◆ Task inputs:
--------
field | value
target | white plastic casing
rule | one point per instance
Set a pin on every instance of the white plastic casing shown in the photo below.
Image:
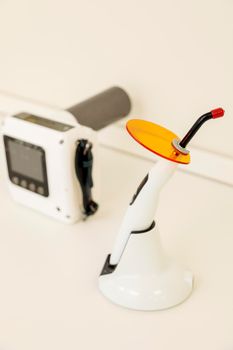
(145, 278)
(64, 202)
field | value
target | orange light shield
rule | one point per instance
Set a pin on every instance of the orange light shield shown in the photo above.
(156, 139)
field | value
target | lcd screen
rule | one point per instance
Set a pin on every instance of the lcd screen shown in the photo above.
(26, 160)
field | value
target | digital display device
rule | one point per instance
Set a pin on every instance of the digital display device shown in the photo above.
(26, 165)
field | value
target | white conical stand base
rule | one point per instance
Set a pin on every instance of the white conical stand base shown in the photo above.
(145, 279)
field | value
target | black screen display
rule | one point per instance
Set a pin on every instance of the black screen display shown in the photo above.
(26, 160)
(26, 165)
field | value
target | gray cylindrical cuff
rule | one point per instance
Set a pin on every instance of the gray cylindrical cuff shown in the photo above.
(102, 109)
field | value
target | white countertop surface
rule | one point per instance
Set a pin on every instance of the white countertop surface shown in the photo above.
(49, 297)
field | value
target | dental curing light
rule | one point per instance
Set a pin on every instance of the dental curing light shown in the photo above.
(138, 275)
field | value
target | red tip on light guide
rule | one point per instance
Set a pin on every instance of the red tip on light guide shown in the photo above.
(217, 113)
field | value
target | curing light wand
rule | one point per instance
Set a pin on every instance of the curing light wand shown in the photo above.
(140, 213)
(138, 274)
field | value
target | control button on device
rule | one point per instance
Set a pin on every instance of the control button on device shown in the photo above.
(40, 190)
(32, 187)
(23, 183)
(15, 179)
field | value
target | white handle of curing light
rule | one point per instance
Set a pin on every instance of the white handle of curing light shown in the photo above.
(140, 214)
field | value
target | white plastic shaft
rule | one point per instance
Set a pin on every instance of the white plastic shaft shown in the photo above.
(140, 214)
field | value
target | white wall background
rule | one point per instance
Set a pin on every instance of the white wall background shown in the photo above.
(175, 58)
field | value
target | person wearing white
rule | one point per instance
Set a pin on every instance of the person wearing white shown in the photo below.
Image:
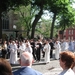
(13, 53)
(71, 45)
(21, 48)
(64, 45)
(57, 49)
(67, 59)
(46, 49)
(28, 48)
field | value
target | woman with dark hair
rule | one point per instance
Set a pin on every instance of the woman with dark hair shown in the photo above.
(5, 67)
(67, 60)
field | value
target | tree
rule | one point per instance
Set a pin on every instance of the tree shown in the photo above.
(24, 20)
(39, 6)
(10, 4)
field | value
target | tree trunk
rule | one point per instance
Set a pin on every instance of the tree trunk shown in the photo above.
(52, 27)
(36, 21)
(0, 25)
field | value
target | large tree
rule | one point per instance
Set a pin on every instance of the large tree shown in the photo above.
(7, 5)
(39, 6)
(57, 7)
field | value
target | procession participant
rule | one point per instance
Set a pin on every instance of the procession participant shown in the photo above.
(4, 49)
(52, 47)
(57, 49)
(38, 50)
(67, 59)
(71, 46)
(47, 49)
(33, 48)
(26, 60)
(13, 53)
(28, 48)
(21, 48)
(5, 67)
(64, 45)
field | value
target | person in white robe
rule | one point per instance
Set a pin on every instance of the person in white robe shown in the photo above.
(28, 48)
(57, 49)
(71, 46)
(13, 53)
(46, 49)
(64, 45)
(21, 48)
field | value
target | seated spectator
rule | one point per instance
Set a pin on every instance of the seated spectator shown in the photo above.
(67, 60)
(26, 60)
(5, 68)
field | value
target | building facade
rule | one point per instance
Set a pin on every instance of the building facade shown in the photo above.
(69, 33)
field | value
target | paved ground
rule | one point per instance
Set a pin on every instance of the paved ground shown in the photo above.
(52, 68)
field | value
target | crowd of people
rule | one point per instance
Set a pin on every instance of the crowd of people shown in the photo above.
(23, 49)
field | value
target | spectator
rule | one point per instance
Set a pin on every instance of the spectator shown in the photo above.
(67, 60)
(5, 68)
(26, 60)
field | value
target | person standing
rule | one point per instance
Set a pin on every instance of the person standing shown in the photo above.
(57, 49)
(21, 48)
(38, 50)
(26, 60)
(5, 67)
(4, 49)
(67, 59)
(52, 47)
(33, 48)
(47, 49)
(13, 53)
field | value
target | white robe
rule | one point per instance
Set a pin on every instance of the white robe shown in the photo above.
(57, 50)
(21, 48)
(13, 54)
(46, 49)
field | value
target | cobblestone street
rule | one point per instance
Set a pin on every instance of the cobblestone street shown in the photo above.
(52, 68)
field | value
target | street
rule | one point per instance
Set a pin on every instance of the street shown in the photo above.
(52, 68)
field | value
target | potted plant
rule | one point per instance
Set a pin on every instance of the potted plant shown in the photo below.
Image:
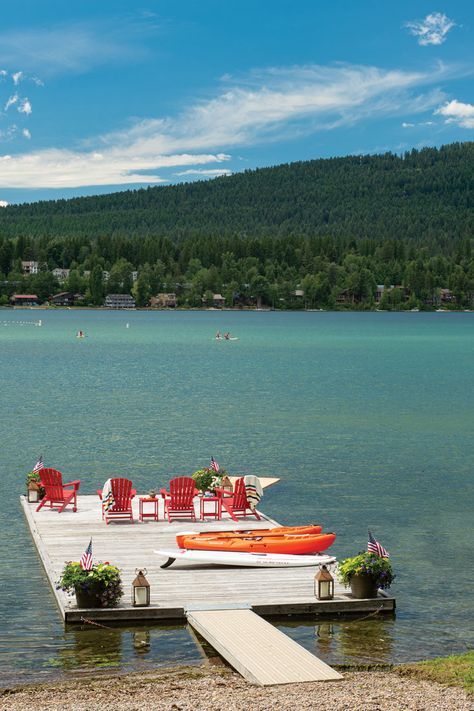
(33, 481)
(365, 573)
(101, 586)
(206, 479)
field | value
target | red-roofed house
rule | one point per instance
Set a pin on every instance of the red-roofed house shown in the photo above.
(24, 300)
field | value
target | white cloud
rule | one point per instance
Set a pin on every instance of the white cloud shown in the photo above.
(25, 107)
(264, 106)
(11, 101)
(210, 173)
(432, 30)
(458, 112)
(74, 47)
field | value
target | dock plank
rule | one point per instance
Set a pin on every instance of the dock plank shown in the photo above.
(261, 653)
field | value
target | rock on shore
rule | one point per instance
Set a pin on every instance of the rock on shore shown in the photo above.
(219, 689)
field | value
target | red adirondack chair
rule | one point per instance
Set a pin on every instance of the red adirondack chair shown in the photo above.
(236, 504)
(179, 500)
(57, 495)
(123, 494)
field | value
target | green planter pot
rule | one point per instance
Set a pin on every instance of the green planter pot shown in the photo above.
(88, 598)
(363, 586)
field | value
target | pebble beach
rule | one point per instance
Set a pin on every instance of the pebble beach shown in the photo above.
(218, 688)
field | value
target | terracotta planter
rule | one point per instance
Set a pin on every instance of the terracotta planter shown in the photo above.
(363, 586)
(88, 598)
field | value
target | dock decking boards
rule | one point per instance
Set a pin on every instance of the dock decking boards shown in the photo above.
(258, 651)
(268, 591)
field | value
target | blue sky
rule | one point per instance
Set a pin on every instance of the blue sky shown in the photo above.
(103, 96)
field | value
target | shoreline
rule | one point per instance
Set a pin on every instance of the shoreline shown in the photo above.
(216, 686)
(181, 309)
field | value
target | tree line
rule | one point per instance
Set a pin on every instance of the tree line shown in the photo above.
(333, 229)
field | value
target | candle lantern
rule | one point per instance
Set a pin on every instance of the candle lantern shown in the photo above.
(33, 492)
(140, 589)
(323, 584)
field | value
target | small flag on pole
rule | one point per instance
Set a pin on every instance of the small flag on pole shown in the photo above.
(374, 546)
(39, 465)
(86, 560)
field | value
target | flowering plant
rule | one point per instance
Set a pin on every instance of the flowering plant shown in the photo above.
(380, 569)
(103, 580)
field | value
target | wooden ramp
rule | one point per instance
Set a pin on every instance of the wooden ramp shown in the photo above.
(256, 649)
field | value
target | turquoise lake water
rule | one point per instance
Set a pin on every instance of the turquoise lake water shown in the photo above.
(366, 417)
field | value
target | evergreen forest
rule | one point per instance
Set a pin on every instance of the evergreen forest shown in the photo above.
(325, 233)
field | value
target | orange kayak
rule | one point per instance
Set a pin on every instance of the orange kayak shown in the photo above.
(289, 544)
(255, 532)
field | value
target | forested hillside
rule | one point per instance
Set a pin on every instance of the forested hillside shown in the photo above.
(424, 195)
(333, 228)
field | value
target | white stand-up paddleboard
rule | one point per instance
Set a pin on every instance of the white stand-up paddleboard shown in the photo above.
(252, 560)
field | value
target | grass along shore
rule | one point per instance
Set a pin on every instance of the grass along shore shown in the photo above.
(435, 684)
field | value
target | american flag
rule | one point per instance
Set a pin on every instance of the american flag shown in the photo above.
(374, 546)
(86, 560)
(39, 465)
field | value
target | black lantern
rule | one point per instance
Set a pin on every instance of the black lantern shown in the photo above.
(324, 584)
(140, 590)
(33, 492)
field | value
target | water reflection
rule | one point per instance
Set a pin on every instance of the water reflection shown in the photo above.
(324, 638)
(141, 642)
(92, 648)
(368, 641)
(362, 641)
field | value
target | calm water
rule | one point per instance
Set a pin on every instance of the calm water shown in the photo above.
(368, 419)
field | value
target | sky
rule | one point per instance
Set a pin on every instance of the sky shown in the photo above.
(97, 97)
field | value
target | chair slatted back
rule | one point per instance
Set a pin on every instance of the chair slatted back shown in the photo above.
(52, 482)
(240, 496)
(122, 493)
(182, 491)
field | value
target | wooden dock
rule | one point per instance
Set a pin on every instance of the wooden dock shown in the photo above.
(221, 603)
(257, 650)
(267, 591)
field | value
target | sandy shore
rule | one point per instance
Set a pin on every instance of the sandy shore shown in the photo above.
(213, 689)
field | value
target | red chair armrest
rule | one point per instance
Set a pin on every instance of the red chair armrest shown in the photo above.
(223, 492)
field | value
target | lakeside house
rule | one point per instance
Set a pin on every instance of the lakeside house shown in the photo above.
(61, 274)
(119, 301)
(163, 301)
(64, 298)
(24, 300)
(218, 301)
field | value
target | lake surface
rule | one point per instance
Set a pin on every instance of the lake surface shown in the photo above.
(366, 417)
--------
Where does the word "wearing" appear in the listing above? Copy every line that holds it.

◆ Response for this exercise:
target | person wearing white
Set a pin on every instance of the person wearing white shown in the photo below.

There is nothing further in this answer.